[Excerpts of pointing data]
= = = = =

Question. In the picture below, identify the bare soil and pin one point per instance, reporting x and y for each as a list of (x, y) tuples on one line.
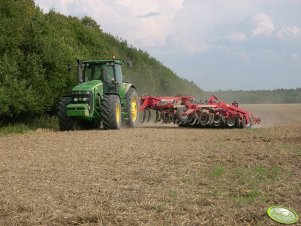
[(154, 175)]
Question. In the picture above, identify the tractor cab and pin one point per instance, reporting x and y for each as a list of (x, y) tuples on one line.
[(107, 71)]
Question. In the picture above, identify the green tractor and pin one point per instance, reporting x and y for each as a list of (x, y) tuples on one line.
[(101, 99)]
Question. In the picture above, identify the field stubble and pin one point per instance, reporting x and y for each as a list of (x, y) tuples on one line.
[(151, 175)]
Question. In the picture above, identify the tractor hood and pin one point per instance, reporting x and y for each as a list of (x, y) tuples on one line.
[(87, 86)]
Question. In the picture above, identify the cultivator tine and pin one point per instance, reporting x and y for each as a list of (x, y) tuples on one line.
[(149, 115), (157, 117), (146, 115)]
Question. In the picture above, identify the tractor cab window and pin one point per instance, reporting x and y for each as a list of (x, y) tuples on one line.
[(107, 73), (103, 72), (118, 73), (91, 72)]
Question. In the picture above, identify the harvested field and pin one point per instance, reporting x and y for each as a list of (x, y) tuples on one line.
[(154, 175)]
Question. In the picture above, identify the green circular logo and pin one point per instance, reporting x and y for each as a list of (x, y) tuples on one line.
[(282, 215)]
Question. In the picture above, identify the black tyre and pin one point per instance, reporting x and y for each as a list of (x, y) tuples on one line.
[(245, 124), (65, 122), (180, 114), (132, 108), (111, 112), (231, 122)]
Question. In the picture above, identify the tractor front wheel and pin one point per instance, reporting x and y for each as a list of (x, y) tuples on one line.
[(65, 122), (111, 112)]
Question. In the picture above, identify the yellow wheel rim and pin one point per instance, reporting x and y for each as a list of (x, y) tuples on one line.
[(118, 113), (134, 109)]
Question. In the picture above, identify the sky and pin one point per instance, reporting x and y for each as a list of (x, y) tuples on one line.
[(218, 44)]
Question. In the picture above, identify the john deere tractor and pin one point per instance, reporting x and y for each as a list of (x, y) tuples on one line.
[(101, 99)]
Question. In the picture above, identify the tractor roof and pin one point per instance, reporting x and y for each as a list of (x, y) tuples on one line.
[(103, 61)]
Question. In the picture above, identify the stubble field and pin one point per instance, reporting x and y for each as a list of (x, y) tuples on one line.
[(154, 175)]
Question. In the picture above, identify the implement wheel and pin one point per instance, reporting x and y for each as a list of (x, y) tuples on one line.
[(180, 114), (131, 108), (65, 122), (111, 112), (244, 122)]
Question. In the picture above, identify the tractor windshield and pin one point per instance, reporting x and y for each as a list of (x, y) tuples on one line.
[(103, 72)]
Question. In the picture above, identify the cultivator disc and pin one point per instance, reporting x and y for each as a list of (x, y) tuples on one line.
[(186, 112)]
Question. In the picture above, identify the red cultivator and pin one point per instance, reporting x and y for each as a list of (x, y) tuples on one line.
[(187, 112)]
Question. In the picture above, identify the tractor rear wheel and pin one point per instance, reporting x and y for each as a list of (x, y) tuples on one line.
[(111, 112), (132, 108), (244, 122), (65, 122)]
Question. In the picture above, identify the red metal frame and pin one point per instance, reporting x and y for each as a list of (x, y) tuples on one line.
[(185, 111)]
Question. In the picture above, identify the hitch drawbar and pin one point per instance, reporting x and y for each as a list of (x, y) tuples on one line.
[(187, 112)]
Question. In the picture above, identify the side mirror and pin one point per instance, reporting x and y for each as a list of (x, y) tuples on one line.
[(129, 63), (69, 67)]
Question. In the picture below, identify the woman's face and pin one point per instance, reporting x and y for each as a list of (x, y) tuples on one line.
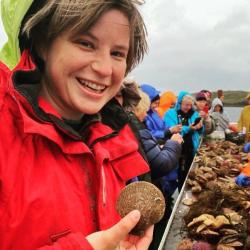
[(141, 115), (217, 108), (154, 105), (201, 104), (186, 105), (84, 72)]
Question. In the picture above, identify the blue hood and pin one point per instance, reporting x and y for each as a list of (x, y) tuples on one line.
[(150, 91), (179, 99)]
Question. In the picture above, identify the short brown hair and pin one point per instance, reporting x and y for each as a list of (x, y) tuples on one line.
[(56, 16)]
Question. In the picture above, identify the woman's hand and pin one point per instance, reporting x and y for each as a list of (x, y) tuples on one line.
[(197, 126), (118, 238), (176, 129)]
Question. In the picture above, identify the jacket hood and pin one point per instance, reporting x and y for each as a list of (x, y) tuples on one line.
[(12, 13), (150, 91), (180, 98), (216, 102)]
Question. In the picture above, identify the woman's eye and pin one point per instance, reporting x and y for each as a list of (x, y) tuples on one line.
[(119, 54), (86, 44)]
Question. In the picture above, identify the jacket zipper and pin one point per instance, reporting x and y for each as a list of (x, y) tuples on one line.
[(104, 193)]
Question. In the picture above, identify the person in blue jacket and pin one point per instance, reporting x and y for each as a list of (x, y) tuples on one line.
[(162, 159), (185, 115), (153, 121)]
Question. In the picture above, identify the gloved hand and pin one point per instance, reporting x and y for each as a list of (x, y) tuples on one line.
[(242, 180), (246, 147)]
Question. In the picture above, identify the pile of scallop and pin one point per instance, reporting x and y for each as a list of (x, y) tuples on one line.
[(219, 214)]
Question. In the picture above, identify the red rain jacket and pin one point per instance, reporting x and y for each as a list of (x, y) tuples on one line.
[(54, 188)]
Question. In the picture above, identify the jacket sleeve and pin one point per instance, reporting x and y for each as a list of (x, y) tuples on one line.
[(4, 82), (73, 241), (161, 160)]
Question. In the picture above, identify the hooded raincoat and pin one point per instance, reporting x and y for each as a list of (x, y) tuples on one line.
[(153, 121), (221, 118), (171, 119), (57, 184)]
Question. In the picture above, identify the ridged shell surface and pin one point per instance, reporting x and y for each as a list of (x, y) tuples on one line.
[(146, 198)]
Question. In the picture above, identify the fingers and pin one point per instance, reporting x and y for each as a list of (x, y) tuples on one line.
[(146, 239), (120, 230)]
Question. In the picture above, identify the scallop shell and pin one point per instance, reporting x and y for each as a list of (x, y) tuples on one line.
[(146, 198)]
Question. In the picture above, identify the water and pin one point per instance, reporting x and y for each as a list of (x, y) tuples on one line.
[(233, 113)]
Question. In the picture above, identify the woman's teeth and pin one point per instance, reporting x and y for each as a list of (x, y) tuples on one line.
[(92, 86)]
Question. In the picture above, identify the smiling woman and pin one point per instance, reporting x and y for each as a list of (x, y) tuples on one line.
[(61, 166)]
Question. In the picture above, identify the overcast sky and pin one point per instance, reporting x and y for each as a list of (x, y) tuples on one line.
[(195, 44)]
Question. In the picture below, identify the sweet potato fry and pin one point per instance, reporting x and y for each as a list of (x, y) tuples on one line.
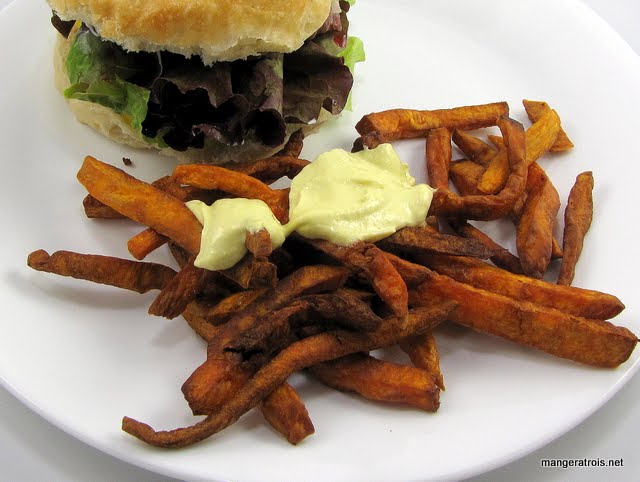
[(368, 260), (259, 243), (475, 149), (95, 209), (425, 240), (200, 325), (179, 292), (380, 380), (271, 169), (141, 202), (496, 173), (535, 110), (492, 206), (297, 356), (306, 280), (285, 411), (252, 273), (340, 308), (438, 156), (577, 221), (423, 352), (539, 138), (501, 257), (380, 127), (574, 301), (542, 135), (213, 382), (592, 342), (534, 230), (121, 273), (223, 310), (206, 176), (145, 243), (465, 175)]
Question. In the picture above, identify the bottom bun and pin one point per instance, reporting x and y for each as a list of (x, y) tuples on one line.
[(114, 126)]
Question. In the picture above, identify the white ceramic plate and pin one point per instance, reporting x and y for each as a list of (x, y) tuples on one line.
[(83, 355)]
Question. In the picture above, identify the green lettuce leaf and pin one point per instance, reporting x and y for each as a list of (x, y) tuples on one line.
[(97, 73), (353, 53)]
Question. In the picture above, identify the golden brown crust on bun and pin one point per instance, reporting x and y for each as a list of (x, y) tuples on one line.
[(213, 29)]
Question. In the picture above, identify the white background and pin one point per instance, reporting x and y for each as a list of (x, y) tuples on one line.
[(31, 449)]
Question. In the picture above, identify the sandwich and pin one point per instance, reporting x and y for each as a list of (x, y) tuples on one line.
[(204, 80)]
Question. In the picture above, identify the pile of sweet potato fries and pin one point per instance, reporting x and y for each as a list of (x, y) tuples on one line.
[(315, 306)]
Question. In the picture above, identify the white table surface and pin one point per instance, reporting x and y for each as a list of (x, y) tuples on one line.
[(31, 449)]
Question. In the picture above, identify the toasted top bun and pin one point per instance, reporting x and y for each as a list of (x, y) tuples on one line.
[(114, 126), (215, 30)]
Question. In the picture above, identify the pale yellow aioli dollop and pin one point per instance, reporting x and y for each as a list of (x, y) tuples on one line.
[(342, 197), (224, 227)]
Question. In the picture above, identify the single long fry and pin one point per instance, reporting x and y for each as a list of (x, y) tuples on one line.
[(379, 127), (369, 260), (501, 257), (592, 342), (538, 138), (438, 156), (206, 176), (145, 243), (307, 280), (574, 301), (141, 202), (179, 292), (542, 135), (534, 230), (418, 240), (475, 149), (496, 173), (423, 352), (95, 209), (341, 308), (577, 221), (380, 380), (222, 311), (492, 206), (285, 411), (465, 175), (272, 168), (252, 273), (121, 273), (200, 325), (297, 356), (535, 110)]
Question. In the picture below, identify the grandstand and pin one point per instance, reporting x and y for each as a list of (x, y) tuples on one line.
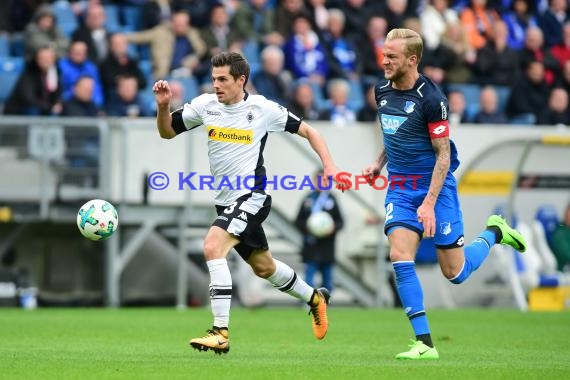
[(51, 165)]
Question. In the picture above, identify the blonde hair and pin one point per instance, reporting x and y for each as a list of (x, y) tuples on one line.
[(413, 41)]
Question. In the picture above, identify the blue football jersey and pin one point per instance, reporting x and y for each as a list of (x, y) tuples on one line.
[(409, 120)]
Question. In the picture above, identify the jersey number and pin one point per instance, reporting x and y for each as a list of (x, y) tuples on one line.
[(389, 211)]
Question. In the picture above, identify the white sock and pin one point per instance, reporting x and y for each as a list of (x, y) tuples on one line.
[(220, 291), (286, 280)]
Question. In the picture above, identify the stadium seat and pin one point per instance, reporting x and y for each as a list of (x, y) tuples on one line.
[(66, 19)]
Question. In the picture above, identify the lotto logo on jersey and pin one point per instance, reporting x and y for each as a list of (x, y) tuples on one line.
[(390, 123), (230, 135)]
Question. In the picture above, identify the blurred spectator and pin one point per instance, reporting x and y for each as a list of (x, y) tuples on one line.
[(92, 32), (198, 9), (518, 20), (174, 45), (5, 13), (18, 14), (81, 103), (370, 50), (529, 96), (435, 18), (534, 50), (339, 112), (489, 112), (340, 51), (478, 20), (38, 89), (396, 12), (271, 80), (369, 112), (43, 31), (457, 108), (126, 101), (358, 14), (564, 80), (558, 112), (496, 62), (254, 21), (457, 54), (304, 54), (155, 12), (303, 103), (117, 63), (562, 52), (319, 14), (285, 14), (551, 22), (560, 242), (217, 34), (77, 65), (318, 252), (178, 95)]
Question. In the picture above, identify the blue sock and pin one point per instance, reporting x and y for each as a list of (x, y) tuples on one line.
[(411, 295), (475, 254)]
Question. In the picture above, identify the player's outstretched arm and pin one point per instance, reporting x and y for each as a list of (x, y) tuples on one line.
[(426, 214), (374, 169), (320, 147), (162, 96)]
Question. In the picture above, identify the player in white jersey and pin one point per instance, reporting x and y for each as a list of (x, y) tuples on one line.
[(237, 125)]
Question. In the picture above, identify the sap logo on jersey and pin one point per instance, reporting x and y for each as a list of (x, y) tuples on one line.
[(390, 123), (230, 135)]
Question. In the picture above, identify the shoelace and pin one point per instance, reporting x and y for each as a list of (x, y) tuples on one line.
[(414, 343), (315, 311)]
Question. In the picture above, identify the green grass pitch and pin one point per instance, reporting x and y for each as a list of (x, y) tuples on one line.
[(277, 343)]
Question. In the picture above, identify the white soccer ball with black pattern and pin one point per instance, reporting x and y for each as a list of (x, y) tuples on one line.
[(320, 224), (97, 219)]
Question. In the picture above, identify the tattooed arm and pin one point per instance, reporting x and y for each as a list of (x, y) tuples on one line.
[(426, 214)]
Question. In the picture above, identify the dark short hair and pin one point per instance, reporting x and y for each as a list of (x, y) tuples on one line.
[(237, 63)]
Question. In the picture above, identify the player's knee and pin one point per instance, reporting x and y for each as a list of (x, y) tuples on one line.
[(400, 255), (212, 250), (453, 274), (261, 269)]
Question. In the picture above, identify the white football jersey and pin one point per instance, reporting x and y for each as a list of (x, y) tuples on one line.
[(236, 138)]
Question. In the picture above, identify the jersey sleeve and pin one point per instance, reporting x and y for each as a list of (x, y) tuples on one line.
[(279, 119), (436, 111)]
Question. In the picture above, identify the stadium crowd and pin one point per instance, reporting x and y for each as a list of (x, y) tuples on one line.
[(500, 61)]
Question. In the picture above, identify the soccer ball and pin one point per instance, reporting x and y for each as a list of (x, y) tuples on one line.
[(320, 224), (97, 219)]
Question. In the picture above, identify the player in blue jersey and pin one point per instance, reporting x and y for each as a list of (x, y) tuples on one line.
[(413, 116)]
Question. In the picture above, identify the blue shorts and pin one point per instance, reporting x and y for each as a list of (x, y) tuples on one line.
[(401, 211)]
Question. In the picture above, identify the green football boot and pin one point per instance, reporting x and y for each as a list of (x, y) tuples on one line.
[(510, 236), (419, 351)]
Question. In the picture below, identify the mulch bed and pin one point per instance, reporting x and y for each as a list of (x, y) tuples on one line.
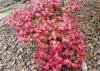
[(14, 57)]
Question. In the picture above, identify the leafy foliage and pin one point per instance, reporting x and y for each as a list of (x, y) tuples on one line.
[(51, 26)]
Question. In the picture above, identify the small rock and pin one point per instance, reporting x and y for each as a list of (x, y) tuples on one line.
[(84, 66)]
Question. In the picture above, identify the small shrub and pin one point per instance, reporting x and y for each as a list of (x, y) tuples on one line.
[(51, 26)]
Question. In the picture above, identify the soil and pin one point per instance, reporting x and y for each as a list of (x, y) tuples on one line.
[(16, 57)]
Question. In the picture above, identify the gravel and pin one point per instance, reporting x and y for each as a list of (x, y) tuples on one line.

= = = = =

> **WHAT IS REQUIRED**:
Can you restate the entries from the very first one through the line containing "[(151, 175)]", that line included, with each request kept and every coordinate in the answers scaled by 2.05 and rounded to a whole number, halves rounding up? Leave the pictures out.

> **WRITTEN ANSWER**:
Question. In the picture below, identify the bare soil and pin one point per instance, reporting x and y for each as a list of (x, y) tuples on one line.
[(316, 359)]
Question. In the picture above, identify the tractor cab and pin one point per instance, reporting x and y for each as a list of (x, y) tuples on one line.
[(219, 146)]
Question. In the picture above, identify the green tractor and pin one point per instance, reporting x and y for each as a list of (x, y) tuples on one line.
[(207, 203)]
Question. In the picture above, identify the field stubble and pin one point per instance, reporting x and y for each as a list of (x, y) tuples on one line.
[(310, 359)]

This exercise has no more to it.